SOURCE TEXT
——

Austin—Medical device company LDR Holdings (NASDAQ: [[ticker:LDRH]]) has been acquired for about $1 billion in cash by fellow device manufacturer Zimmer Biomet (NYSE: [[ticker:ZBH]]).
Zimmer’s offer to pay $37 a share represents a 64 percent premium to LDR’s closing price on Monday. Zimmer, which is based in Warsaw, IN, picked up LDR to add the Austin, TX, company’s suite of spinal devices to its existing roster of reconstructive and orthopedic devices such as replacement hips. In particular, Zimmer said in the acquisition announcement Tuesday that it was interested in LDR’s expertise to provide Zimmer an “immediate and leading position” in the cervical disc replacement market.
LDR’s flagship product is the Mobi-C, a cervical disc replacement device intended to give patients with spinal injuries greater flexibility and movement in comparison to traditional therapies in which the vertebrae are fused together.
“Now, with the ability to insert this disc, we can restore the mobility of your neck,” founder and CEO Christophe Lavigne told me in 2013 following LDR’s IPO. “There are very few non-fusion options for surgeons in the surgical spine area.”
LDR was originally founded in France in 2000, Lavigne moved the company to Austin in 2005 at the urging of one of its investors, Austin Ventures.

——

WORK INSTRUCTIONS
1. Return the passage from the article on Zimmer Biomet's purchase of LDR between "Zimmer’s offer to" and "disc replacement market.", inclusive, copying it word for word.
2. According to the article on Zimmer Biomet's purchase of LDR, why did Zimmer acquire LDR? Answer in one to three sentences.

(Stored dataset items)
——

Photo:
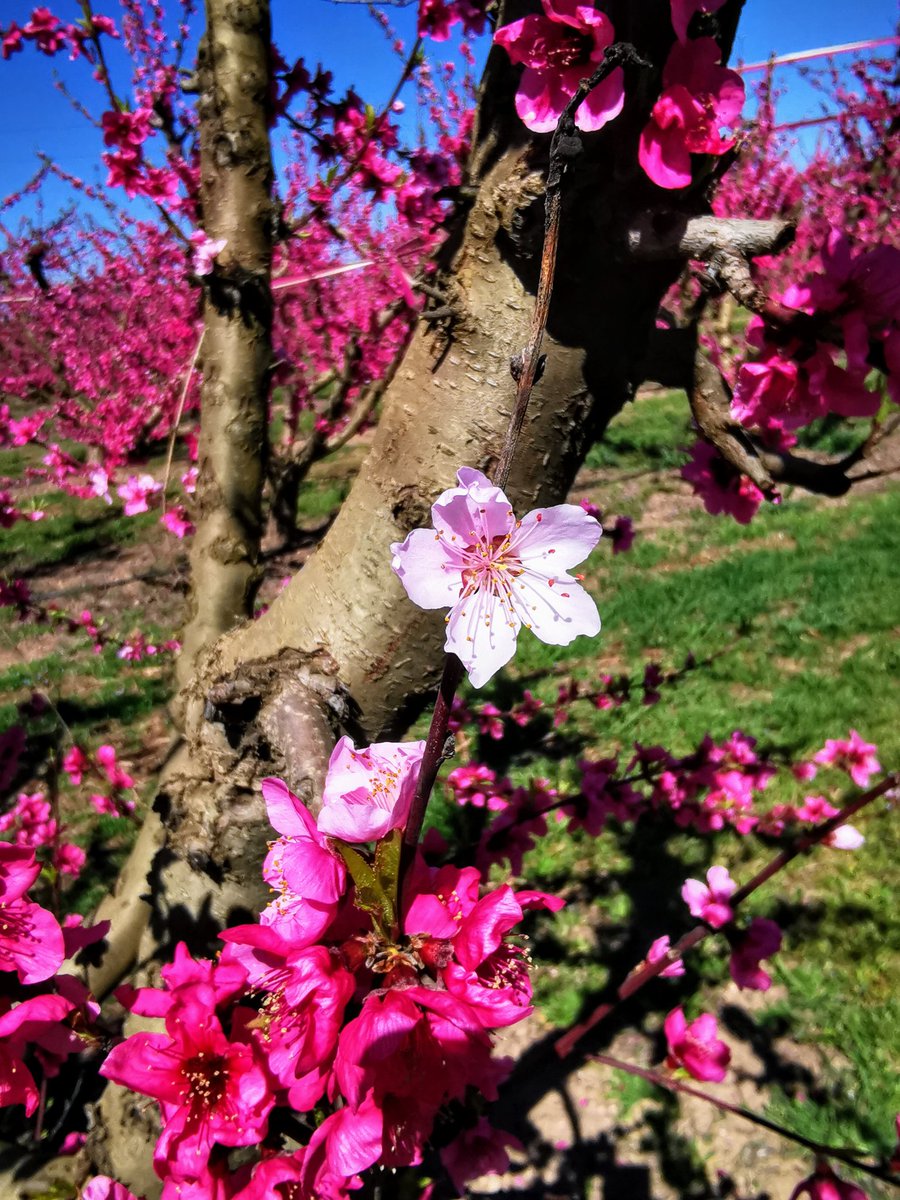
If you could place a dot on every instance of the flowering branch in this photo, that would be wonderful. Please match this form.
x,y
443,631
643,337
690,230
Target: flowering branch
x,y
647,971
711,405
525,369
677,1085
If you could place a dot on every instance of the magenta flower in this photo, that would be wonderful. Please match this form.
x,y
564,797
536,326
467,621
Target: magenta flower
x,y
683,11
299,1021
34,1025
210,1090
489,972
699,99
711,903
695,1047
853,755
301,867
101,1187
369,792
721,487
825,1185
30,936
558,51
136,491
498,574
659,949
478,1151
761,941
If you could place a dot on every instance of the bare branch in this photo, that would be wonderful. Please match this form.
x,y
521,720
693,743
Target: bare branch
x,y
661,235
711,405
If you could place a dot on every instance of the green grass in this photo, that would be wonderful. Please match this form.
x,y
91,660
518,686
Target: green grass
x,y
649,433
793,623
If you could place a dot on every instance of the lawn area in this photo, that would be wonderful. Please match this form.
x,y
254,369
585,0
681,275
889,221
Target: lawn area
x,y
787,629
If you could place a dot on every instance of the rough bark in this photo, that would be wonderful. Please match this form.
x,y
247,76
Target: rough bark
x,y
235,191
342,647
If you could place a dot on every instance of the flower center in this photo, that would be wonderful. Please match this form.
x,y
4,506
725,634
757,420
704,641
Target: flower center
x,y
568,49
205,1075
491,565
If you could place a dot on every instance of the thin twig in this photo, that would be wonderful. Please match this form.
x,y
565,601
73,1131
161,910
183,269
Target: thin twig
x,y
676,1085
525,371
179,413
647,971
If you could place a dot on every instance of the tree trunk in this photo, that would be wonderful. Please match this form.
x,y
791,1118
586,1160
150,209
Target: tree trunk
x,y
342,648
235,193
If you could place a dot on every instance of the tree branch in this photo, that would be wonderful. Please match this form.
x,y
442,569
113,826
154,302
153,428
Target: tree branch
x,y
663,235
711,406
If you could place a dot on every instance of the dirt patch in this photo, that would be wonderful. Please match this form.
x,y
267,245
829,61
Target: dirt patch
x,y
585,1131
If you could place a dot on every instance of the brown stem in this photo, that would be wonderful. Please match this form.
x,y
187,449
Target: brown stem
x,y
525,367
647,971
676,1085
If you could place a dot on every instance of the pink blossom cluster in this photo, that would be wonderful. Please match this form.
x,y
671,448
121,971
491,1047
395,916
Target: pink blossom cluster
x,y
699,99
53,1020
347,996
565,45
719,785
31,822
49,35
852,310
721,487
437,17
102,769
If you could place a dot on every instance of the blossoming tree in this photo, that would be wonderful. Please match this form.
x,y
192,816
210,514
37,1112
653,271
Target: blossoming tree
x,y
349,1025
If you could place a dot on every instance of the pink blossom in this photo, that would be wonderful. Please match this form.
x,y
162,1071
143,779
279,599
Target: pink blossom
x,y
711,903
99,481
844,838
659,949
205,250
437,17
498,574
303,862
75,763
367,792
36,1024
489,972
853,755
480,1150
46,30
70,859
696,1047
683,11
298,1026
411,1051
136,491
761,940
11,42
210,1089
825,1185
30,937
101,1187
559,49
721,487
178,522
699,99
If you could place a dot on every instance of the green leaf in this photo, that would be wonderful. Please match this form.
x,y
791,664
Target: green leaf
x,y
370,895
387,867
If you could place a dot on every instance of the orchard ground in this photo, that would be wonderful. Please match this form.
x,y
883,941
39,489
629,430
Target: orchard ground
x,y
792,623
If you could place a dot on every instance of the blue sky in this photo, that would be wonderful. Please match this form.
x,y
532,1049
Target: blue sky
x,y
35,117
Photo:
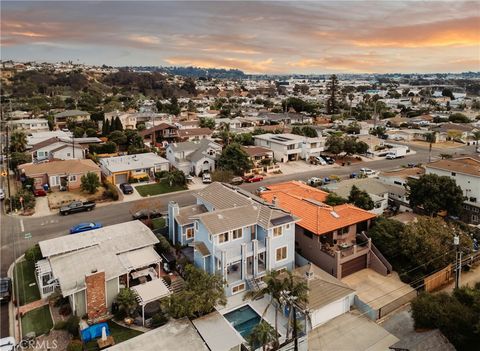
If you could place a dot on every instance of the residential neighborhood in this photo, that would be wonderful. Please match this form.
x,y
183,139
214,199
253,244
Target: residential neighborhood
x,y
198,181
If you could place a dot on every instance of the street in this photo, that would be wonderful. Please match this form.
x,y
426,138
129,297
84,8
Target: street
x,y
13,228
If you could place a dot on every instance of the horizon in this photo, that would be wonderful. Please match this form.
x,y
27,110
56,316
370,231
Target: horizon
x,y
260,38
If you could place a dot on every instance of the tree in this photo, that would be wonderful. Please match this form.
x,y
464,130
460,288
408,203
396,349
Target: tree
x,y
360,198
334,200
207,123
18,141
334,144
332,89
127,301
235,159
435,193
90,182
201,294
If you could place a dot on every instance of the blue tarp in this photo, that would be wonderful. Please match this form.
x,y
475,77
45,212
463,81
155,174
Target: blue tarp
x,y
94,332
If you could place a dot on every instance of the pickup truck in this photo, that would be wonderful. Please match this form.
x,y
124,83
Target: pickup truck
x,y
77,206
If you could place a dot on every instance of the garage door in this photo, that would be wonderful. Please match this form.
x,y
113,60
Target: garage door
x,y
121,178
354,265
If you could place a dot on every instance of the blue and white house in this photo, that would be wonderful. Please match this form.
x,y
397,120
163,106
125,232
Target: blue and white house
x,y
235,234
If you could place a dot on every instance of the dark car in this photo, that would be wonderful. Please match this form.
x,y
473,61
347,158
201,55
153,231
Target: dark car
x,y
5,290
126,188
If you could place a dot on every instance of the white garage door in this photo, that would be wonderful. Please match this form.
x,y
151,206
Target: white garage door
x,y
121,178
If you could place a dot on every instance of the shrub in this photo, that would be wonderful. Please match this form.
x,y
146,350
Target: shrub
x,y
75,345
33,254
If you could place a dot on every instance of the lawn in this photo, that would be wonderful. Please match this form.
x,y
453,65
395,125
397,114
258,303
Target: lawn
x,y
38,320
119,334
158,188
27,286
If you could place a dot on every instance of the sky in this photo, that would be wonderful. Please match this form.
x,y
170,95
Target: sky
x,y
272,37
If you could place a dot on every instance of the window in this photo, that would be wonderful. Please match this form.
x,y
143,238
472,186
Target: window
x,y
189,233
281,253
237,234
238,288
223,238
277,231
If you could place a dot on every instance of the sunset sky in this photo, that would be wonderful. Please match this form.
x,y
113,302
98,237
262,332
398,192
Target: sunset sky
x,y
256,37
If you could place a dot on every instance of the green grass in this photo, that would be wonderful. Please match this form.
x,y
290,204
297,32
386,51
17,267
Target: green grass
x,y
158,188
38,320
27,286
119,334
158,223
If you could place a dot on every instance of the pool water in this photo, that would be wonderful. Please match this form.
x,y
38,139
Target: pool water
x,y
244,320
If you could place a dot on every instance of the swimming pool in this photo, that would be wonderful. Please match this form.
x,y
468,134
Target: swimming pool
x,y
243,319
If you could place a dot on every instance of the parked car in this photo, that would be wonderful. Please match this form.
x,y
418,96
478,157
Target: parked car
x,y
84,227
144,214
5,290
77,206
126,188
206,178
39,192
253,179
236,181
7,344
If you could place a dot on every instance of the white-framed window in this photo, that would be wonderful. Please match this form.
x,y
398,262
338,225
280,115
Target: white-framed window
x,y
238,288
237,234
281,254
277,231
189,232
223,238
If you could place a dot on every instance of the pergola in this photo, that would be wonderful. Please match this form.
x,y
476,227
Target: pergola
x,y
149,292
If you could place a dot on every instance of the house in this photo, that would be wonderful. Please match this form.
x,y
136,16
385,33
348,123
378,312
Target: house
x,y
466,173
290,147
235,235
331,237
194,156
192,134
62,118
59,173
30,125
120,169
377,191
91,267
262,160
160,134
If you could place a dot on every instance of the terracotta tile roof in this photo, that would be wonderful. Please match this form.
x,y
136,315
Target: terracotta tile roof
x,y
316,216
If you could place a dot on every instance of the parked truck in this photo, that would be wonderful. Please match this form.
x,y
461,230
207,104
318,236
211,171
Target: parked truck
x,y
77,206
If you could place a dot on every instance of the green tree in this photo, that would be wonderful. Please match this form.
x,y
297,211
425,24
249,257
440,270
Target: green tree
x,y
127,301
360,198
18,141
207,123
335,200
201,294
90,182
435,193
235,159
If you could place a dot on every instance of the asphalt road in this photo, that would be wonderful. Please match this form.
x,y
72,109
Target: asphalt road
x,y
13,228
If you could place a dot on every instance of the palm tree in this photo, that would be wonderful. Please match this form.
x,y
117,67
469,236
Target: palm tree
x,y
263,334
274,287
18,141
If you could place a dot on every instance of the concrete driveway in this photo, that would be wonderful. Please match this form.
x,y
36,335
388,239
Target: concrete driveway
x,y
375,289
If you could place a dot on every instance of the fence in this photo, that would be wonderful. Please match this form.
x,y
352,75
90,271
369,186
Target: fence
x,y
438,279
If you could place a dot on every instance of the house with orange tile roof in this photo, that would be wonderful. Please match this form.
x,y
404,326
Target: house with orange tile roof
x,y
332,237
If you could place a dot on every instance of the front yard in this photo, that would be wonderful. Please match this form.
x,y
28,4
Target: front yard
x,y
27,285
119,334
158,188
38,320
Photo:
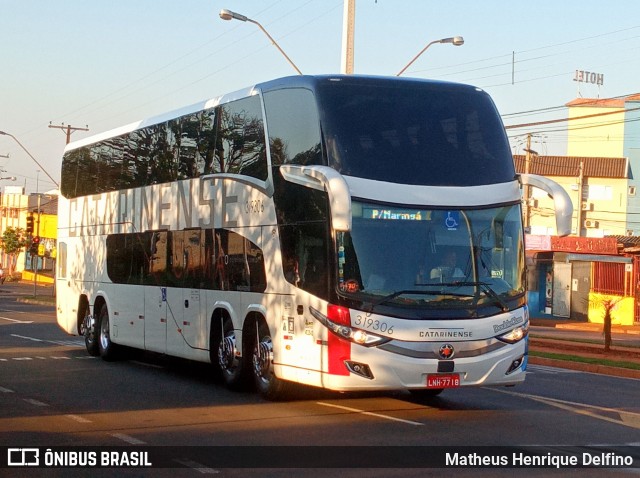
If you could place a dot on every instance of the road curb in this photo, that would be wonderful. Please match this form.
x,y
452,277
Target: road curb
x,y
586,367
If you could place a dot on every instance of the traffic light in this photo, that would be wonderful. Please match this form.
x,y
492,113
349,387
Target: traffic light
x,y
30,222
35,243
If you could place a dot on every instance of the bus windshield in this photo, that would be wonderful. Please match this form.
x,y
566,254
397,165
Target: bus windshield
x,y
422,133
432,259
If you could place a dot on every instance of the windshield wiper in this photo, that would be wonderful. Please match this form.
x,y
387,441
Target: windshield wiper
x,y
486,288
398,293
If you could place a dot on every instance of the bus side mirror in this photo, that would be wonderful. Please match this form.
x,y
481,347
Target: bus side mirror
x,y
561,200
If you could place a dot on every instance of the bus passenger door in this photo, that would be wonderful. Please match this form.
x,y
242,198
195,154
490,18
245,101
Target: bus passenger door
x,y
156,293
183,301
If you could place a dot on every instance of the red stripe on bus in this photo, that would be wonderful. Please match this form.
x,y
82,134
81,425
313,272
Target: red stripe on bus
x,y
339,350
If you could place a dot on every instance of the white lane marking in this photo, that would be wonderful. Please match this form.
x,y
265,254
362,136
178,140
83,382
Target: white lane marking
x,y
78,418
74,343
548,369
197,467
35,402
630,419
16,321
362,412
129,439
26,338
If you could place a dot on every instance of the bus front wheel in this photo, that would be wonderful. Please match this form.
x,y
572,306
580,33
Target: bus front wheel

——

ANSWERS BY TASK
1.
Zimmer’s offer to pay $37 a share represents a 64 percent premium to LDR’s closing price on Monday. Zimmer, which is based in Warsaw, IN, picked up LDR to add the Austin, TX, company’s suite of spinal devices to its existing roster of reconstructive and orthopedic devices such as replacement hips. In particular, Zimmer said in the acquisition announcement Tuesday that it was interested in LDR’s expertise to provide Zimmer an “immediate and leading position” in the cervical disc replacement market.

2. Zimmer acquired LDR to add the Austin company's suite of spinal devices to its existing roster of reconstructive and orthopedic devices. It was particularly interested in LDR's expertise, which would give Zimmer an "immediate and leading position" in the cervical disc replacement market.